TASK INSTRUCTIONS:
Quote the lines of the data below verbatim, beginning at the line that contains "When you get a chance, would you mind identifying the ocean" and ending at the last line, both included, and excluding pictures.

DATA FOR PROCESSING:
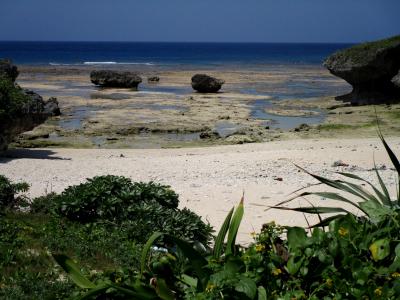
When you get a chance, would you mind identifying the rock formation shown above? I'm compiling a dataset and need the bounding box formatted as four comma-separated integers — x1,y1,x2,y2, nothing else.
0,59,19,82
324,36,400,104
192,74,225,93
147,76,160,83
0,61,59,151
90,70,142,89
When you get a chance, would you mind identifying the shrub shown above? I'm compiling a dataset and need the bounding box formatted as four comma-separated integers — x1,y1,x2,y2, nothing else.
0,175,29,212
29,192,57,214
55,175,179,223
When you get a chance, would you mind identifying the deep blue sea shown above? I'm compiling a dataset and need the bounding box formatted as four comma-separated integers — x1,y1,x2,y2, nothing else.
0,42,350,67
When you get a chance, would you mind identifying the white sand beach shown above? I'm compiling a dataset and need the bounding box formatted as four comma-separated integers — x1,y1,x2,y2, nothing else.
0,138,400,243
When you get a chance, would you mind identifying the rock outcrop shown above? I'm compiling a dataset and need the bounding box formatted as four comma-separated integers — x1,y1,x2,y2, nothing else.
324,36,400,104
192,74,225,93
0,61,59,151
147,76,160,83
0,59,19,82
90,70,142,89
392,70,400,88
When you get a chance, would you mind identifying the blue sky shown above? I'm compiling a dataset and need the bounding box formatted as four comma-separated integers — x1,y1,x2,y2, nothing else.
0,0,400,42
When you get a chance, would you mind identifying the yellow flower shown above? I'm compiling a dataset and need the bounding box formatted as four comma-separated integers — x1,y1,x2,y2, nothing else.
256,244,265,252
325,278,333,288
392,272,400,278
271,268,282,276
374,287,382,297
206,283,215,293
339,227,349,236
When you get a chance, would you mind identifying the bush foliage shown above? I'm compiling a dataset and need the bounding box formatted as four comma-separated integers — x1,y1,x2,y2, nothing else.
0,175,29,213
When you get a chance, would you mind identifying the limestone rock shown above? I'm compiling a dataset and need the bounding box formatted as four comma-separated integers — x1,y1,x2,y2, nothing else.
44,97,61,116
0,63,54,151
90,70,142,89
324,36,400,104
0,59,19,82
192,74,225,93
147,76,160,83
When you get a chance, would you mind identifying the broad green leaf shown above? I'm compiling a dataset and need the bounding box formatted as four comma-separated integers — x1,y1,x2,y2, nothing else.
258,286,267,300
310,215,343,228
156,278,175,300
306,192,360,209
287,227,307,249
360,201,395,223
374,159,393,207
181,274,197,287
53,254,97,289
273,206,348,214
79,285,110,300
235,276,257,299
369,239,390,261
337,172,386,207
140,232,163,276
110,284,159,300
378,130,400,204
225,197,244,255
141,232,209,289
286,256,304,275
213,208,234,259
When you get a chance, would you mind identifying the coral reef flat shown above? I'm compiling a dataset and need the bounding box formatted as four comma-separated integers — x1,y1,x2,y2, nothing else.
11,65,378,148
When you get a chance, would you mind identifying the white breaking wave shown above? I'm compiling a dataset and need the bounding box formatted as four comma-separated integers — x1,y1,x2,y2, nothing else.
49,61,154,66
83,61,154,66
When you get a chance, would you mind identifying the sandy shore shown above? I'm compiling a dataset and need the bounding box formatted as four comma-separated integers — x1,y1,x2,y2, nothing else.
0,138,400,242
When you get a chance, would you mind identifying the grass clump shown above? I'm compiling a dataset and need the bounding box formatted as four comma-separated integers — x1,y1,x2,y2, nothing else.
0,175,29,210
0,175,212,299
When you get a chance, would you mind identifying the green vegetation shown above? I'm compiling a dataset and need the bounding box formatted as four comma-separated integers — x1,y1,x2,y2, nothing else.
0,175,29,210
0,176,212,299
0,136,400,300
333,35,400,63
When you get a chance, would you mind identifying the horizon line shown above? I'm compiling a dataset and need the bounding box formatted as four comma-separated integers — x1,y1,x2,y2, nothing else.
0,40,356,44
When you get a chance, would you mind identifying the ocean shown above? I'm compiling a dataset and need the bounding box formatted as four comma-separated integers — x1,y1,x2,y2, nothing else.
0,42,350,68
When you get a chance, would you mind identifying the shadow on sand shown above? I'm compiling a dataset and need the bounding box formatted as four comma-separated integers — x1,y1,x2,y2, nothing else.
0,149,71,163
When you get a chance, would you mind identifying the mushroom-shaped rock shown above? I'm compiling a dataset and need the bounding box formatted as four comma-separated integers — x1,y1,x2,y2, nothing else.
147,76,160,83
44,97,61,116
0,59,19,82
192,74,225,93
90,70,142,89
324,35,400,104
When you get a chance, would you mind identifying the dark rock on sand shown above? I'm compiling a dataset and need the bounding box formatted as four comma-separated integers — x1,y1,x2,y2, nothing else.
324,36,400,104
90,70,142,89
294,123,311,132
192,74,225,93
0,59,19,82
392,70,400,88
200,130,221,140
0,61,54,151
147,76,160,83
44,97,61,116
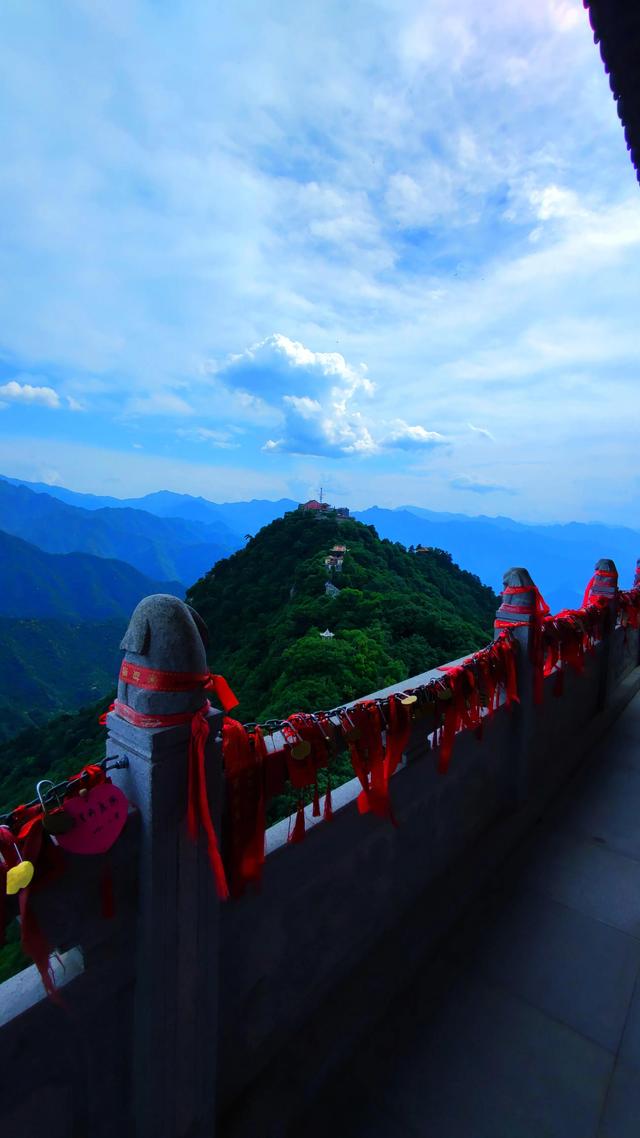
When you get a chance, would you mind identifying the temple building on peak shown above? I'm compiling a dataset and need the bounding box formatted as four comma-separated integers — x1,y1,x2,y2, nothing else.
298,496,348,518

RESPONSE TO THE TASK:
When you get a chance, would you mind identifying the ocean shown above? I'm compiling a dataset and need the bounding box formatted as four comma-separated integers — x1,y1,x2,y2, nothing else.
0,42,350,68
When you get a chance, would you mind identifying the shadow on sand shown above? I'm compiling a dataset and need the bounding box formatted as four comma-separated integers — x1,y1,x2,y2, nothing else.
0,149,71,163
When you get a chance, would you mind identifying the mushroom-shaped rock shown above? I'm compiling a dataset and need the bounding box formatted as four comma-separated integers — x1,y1,x2,y2, nothing else.
147,76,160,83
44,97,61,116
0,59,19,82
192,74,225,93
90,70,142,89
324,35,400,104
When you get a chance, would you mind identifying the dark rock on sand shown above? I'm compiling a dataset and need the bounding box formatted as four comma-separated integers — x1,y1,x2,y2, nothing else.
324,36,400,104
90,70,142,89
294,123,311,132
192,74,225,93
0,59,19,82
392,70,400,88
200,130,221,140
0,61,54,151
147,76,160,83
44,97,61,116
When you get a chance, would you mind identifying the temple building on peak shown above? I'm compiling a dataset and need the bounding box formatted as four comma-separated integers — x1,y1,x2,y2, nothing else.
298,496,348,518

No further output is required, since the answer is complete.